──────── Given text
The first search is pretty straight forward. My link is pretty simple, there's a 1:1 correspondence between the line numbers in the time scale & the dataset.
The two other searches have to be brute forced from within the Packet Table interface (H5PT) by iterating each line to just pull the individual field(s). There may be a better way from the dataset (H5D). I've stuck with the PT interface because I generally grab the whole dataset and it simplifies the process of adding new data.
-----Original Message-----
From: hdf-forum-bounces@hdfgroup.org [mailto:hdf-forum-bounces@hdfgroup.org]
On Behalf Of Val Schmidt
Sent: Friday, February 11, 2011 11:28 AM
To: HDF Users Discussion List
Subject: Re: [Hdf-forum] hdf suitability for packetized data
Your question is a good one.
I would need to be able to pull a full record (or set of records) within a set
of time bounds.
I would need to be able to pull some field from all records for all times - as
a time series.
I might need to be able to pull all the fields within some field range for all
times.
I'm thinking of something similar to what you have done (I think) - that is,
to self-index the file. The index would be in it's own dataset with an array
of time records and perhaps a few other fields and relative links (I forget
what HDF5 calls them) to the actual data records.
-Val
On Feb 11, 2011, at 10:56 AM, Mitchell, Scott - IS wrote:
I'm doing something similar to what you are looking at. I have data coming
in from multiple instruments which go through processing and result in one or
several C# structures/arrays. In my example each instrument type has a
structure containing Packet Tables with associated time axes/scales. The
packet table structure mimics the instrument data structures.
Metadata is held in Attributes and other Packet Tables. I've created a
standard across the program, with specifics defined for each instrument.
────────────────
──────── Source excerpt
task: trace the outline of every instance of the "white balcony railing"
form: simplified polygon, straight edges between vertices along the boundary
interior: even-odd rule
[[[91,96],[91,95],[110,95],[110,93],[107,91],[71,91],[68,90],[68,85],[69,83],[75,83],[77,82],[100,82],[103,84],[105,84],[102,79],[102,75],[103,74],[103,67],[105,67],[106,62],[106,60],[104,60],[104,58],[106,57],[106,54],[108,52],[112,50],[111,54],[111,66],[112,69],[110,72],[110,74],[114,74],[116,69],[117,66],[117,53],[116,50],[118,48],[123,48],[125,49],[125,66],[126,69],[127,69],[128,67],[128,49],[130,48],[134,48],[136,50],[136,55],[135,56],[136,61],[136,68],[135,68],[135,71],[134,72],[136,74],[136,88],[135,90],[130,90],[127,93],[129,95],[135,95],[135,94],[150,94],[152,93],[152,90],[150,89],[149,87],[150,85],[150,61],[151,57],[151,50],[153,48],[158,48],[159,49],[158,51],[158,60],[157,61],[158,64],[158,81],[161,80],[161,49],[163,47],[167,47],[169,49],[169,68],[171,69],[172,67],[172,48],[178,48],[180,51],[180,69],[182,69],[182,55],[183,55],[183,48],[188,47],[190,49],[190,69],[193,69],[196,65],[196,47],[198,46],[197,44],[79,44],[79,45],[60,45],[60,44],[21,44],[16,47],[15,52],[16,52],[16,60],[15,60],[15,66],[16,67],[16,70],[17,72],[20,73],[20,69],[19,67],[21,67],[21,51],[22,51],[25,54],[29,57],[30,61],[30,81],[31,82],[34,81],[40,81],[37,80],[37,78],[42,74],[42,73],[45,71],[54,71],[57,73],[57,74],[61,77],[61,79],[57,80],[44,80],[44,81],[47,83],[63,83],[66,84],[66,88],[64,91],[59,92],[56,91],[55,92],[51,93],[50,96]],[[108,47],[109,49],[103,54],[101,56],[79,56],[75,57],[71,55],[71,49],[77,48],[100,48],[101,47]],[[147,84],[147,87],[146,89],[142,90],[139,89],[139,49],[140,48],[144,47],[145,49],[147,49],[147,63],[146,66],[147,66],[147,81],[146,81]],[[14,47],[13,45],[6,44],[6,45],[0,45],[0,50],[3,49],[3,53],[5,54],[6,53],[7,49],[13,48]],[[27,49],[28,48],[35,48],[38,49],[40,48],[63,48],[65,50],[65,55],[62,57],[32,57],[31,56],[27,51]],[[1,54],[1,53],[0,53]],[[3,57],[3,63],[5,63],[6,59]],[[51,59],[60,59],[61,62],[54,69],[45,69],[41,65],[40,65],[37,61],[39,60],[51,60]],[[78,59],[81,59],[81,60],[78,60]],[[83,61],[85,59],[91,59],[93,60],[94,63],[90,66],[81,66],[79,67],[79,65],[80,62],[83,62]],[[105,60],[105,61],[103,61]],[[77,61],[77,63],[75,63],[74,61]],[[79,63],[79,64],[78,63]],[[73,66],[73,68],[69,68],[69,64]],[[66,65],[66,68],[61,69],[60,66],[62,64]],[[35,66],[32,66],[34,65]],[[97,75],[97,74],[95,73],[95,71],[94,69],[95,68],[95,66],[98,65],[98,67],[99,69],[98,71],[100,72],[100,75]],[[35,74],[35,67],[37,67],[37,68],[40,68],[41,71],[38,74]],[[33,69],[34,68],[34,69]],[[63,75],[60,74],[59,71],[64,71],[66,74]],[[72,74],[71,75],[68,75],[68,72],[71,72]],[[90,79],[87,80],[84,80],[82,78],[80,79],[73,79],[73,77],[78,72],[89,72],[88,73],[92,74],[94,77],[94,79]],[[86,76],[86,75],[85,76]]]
────────────────
▸ Prompt 1: Repeat the part of the HDF forum thread that runs from "The two other" up to and including "of time bounds.".
▸ Prompt 2: In the HDF forum thread, where is the metadata held?

▸ Finished answer 1:
The two other searches have to be brute forced from within the Packet Table interface (H5PT) by iterating each line to just pull the individual field(s). There may be a better way from the dataset (H5D). I've stuck with the PT interface because I generally grab the whole dataset and it simplifies the process of adding new data.
-----Original Message-----
From: hdf-forum-bounces@hdfgroup.org [mailto:hdf-forum-bounces@hdfgroup.org]
On Behalf Of Val Schmidt
Sent: Friday, February 11, 2011 11:28 AM
To: HDF Users Discussion List
Subject: Re: [Hdf-forum] hdf suitability for packetized data
Your question is a good one.
I would need to be able to pull a full record (or set of records) within a set
of time bounds.

▸ Finished answer 2: In Attributes and other Packet Tables.